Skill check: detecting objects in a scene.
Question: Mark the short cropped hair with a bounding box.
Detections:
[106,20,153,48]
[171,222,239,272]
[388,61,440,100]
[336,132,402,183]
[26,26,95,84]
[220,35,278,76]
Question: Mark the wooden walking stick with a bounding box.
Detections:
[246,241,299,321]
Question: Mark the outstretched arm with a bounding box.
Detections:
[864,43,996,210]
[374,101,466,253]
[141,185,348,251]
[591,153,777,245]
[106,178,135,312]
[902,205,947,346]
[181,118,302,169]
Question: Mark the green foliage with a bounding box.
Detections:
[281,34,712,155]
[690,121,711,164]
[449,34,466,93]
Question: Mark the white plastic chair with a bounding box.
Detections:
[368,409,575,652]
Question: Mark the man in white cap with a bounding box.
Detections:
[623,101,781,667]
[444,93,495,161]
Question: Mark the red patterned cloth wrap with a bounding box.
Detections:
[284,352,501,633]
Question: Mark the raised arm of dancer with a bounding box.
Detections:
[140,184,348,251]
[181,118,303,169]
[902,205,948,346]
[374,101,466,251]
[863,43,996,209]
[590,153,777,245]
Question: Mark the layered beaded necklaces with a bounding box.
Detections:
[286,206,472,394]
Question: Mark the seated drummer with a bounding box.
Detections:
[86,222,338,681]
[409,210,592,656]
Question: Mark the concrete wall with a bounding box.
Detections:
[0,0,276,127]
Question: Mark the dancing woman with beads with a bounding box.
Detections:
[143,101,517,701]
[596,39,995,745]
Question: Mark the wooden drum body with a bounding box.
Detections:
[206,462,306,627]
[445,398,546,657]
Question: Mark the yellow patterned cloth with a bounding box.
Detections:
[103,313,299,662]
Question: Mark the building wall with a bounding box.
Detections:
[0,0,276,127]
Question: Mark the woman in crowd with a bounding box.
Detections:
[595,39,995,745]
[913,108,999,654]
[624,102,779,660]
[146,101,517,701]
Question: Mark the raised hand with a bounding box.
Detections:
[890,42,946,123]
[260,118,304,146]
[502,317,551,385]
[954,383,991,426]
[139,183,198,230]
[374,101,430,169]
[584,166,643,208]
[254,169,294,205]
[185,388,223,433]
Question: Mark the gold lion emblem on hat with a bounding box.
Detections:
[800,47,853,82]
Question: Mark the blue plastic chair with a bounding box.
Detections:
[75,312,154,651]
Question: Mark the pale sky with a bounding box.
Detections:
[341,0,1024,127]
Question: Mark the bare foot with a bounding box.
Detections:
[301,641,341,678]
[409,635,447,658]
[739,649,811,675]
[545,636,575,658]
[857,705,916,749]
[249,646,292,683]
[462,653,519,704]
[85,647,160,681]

Task description: Set out every line of the records above as a Markdown table with two columns, Row for the row number and Text for the line, leaving out blank lines.

Full answer:
| Row | Text |
|---|---|
| 1 | Skill check: detecting objects in a scene. |
| 2 | Question: Mark the short cropped hair with a bounding box. |
| 3 | Detections: |
| 4 | [106,20,153,48] |
| 5 | [171,222,239,272] |
| 6 | [388,61,440,100] |
| 7 | [336,132,402,183] |
| 8 | [26,26,95,84] |
| 9 | [220,35,278,76] |
| 10 | Question: Mark the wooden walking stick with a bounding box. |
| 11 | Detections: |
| 12 | [246,241,299,321] |
| 13 | Question: Mark the outstretched arm with a bounding box. |
| 14 | Detections: |
| 15 | [864,43,996,210] |
| 16 | [374,101,466,253] |
| 17 | [141,185,348,251] |
| 18 | [591,153,777,245] |
| 19 | [106,178,135,312] |
| 20 | [902,205,947,346] |
| 21 | [181,118,302,169] |
| 22 | Question: Mark the green foliage with a bounding box. |
| 23 | Detections: |
| 24 | [281,34,712,155] |
| 25 | [690,121,711,164] |
| 26 | [449,34,466,93] |
| 27 | Question: Mark the white plastic chair with a bounding box. |
| 28 | Detections: |
| 29 | [368,409,575,652] |
| 30 | Question: Mark the man in white cap with a bounding box. |
| 31 | Detections: |
| 32 | [623,101,781,667] |
| 33 | [444,93,495,161] |
| 34 | Question: Mark the red patterned cloth wrap with a bounding box. |
| 35 | Detections: |
| 36 | [284,352,501,633] |
| 37 | Question: Mark the raised arm of dancer with a bounding box. |
| 38 | Detections: |
| 39 | [140,184,348,251] |
| 40 | [181,118,303,169] |
| 41 | [902,205,948,346] |
| 42 | [374,101,466,251] |
| 43 | [863,43,996,209] |
| 44 | [590,153,777,245] |
| 45 | Question: Mark the layered beaded necklaces with a bounding box. |
| 46 | Detections: |
| 47 | [286,206,472,394] |
| 48 | Question: Mark the seated drummer with a bounding box. |
| 49 | Detections: |
| 50 | [86,222,338,681] |
| 51 | [409,210,592,656] |
| 52 | Question: Mark the concrete wall with a bounding box. |
| 53 | Detections: |
| 54 | [0,0,276,127] |
| 55 | Question: Mark the dancing woman with beads with a bounding box. |
| 56 | Detections: |
| 57 | [143,101,517,701] |
| 58 | [596,39,995,745] |
| 59 | Question: Mark the wooden drum body with a bounding box. |
| 60 | Detections: |
| 61 | [206,462,306,627] |
| 62 | [445,398,546,657] |
| 63 | Question: Mark the yellow patterned cloth with a bounding box. |
| 64 | Detections: |
| 65 | [103,313,299,662] |
| 66 | Question: Mark the building wall with a bounding box. |
| 67 | Detections: |
| 68 | [0,0,276,127] |
| 69 | Question: Mark the woman in crowd with a bounding box. |
| 70 | Detections: |
| 71 | [595,39,995,745] |
| 72 | [913,108,999,654] |
| 73 | [624,102,779,660] |
| 74 | [146,101,517,701] |
| 75 | Question: Mark the raised hand with a bounding box. |
| 76 | Detections: |
| 77 | [890,42,946,123] |
| 78 | [260,118,304,146] |
| 79 | [502,317,551,385] |
| 80 | [954,383,991,426] |
| 81 | [139,183,198,230] |
| 82 | [374,101,430,169] |
| 83 | [584,166,643,208] |
| 84 | [254,169,294,205] |
| 85 | [185,388,223,433] |
| 86 | Question: Mark the gold lion emblem on hat with a bounding box. |
| 87 | Detections: |
| 88 | [800,47,853,82] |
| 89 | Question: Mark the blue plastic chair with a bounding box. |
| 90 | Detections: |
| 91 | [75,312,154,651] |
| 92 | Question: Mark the pale sky with a bounding box. |
| 93 | Detections: |
| 94 | [341,0,1024,127] |
| 95 | Question: Mark the bare foot with a bounding box. |
| 96 | Detections: |
| 97 | [301,641,341,678] |
| 98 | [409,635,447,658] |
| 99 | [739,649,811,675] |
| 100 | [545,636,575,658] |
| 101 | [857,705,916,749] |
| 102 | [249,646,292,683] |
| 103 | [462,653,519,704] |
| 104 | [85,647,160,681] |